■ **WORK REQUIRED**:
In the listing below, find each line that holds the string "shape" and copy it.

DATASET ENTRIES below:

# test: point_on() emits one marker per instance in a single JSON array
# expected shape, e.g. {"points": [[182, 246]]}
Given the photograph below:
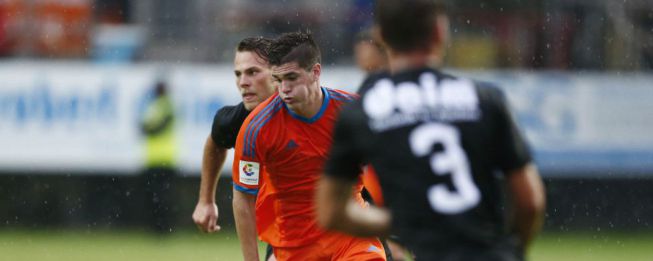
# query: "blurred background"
{"points": [[77, 78]]}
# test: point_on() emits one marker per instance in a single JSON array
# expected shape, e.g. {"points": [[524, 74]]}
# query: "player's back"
{"points": [[292, 150], [436, 143]]}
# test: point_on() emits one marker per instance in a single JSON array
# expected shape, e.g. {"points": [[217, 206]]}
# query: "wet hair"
{"points": [[406, 25], [295, 47], [258, 45]]}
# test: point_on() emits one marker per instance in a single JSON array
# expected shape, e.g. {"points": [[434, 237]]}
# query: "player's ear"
{"points": [[316, 70]]}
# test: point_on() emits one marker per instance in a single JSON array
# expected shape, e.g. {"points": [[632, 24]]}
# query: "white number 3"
{"points": [[451, 160]]}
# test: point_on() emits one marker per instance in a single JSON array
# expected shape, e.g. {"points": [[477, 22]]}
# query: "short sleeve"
{"points": [[247, 167], [514, 152], [346, 154], [222, 131]]}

End of DATASET ENTRIES.

■ **WRITTEN RESPONSE**:
# expected shape, e.g. {"points": [[182, 246]]}
# expected shape, e.g. {"points": [[524, 74]]}
# expected shape, e.g. {"points": [[217, 206]]}
# expected shape, e.g. {"points": [[434, 237]]}
# expected shape, e.g. {"points": [[632, 24]]}
# expected shape, e.g. {"points": [[477, 22]]}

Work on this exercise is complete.